WHAT THE TASK REQUIRES -
Nothing in the records may be altered, and no picture may be included. Restate them in full.

Stored data entries:
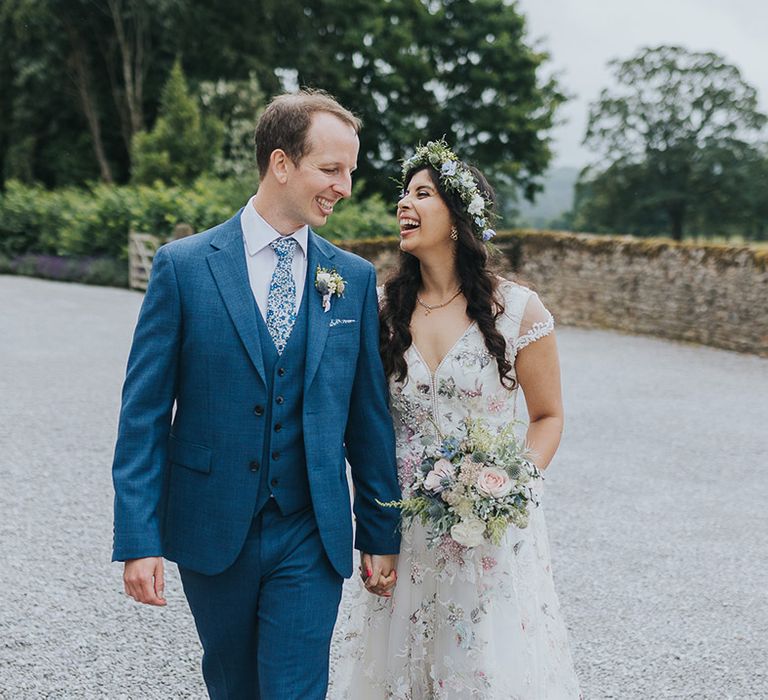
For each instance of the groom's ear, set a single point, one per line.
(279, 165)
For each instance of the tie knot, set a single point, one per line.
(283, 246)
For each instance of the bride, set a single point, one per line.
(457, 342)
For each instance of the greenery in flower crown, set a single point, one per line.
(455, 177)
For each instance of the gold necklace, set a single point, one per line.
(432, 307)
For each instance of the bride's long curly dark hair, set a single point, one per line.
(478, 284)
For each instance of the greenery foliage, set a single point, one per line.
(182, 145)
(96, 220)
(679, 151)
(413, 71)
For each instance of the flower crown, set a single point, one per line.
(455, 177)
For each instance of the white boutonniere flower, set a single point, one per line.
(329, 283)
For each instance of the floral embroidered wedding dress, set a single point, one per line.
(482, 623)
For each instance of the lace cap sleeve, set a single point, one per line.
(536, 323)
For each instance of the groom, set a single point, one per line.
(274, 379)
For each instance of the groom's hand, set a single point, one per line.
(144, 580)
(378, 572)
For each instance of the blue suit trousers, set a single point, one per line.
(266, 622)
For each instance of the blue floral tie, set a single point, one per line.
(281, 302)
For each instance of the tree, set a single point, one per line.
(412, 69)
(415, 70)
(672, 134)
(183, 144)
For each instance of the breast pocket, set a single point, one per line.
(189, 455)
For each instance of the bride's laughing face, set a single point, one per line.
(423, 216)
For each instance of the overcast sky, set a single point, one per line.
(582, 35)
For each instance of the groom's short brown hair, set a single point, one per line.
(286, 120)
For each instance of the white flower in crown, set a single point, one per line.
(456, 177)
(476, 206)
(329, 283)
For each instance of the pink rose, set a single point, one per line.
(442, 470)
(493, 482)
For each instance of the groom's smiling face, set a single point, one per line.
(324, 174)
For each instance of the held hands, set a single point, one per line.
(378, 573)
(144, 580)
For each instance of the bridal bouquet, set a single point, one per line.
(471, 489)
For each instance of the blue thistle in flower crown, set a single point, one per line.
(455, 177)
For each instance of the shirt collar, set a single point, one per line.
(259, 234)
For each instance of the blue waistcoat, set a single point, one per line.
(283, 461)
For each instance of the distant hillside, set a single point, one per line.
(553, 201)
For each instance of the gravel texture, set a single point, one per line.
(655, 507)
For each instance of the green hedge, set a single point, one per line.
(95, 221)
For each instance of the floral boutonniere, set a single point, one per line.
(328, 283)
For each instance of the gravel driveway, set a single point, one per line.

THE COMPLETED TASK -
For each instance of the groom's ear, set a single point, one per line.
(279, 165)
For each instance of the tie knot, set a single point, one per line.
(283, 246)
For each instance of the bride, set a single point, one per line.
(457, 342)
For each instance of the greenery in flower crown, set a single point, one per line.
(455, 177)
For each instance of the gold necklace, set a single point, one per line.
(432, 307)
For each instance of the bride's long curly dark hair, set a single point, one per line.
(478, 284)
For each instance of the greenery foliage, set a single point, one per line.
(182, 145)
(96, 220)
(679, 151)
(413, 71)
For each instance of the flower crown, set a single point, one per line.
(455, 177)
For each instance of the white boutonniere flower, set a single point, one per line.
(329, 283)
For each instance of the floral embroidered wedding dress, set a single point, one per line.
(482, 623)
For each instance of the lace cap sleeve, set a single point, one per line.
(536, 323)
For each instance of the groom, set a single point, one per line.
(274, 379)
For each instance of the groom's hand, set a single point, one per line.
(144, 580)
(378, 572)
For each instance of the blue suit trousers, set a single point, one per line.
(266, 622)
For each instance of the blue floral tie, set a single point, one per line.
(281, 302)
For each instance of the tree, set a single point, one per line.
(412, 69)
(415, 70)
(672, 134)
(183, 144)
For each instance of the breast pocket, set a single point, one per line.
(189, 455)
For each instance of the bride's laughing face, set a single point, one per line.
(423, 216)
For each instance of the overcast sky, set a single point, one per line.
(582, 35)
For each instance of the groom's short brown hair, set a single point, one per line.
(286, 120)
For each instance of the white flower in crown, set a single point, one per line.
(456, 177)
(476, 206)
(329, 283)
For each instance of the pink rose, set a single point, one per line.
(442, 470)
(493, 482)
For each instance of the groom's smiling face, set a single point, one per line.
(324, 174)
For each instance of the held hands, set a single point, one per line.
(378, 573)
(144, 580)
For each instance of the bridal bouquet, set a single point, one per line.
(471, 489)
For each instance of the blue thistle in flower crown, set a single point, one per line.
(455, 177)
For each instance of the shirt collar, set a single point, one per line.
(259, 234)
For each instance of the blue waistcoat, set a single point, one per line.
(283, 461)
For each instance of the distant hillside, set a single point, one per line.
(553, 201)
For each instance of the gravel texture, set a single point, one per line.
(655, 507)
For each instance of the green hedge, set a single point, one per line.
(95, 221)
For each instance of the floral boutonniere, set a single point, one per line.
(328, 283)
For each instance of the gravel driveway, set a single point, one per line.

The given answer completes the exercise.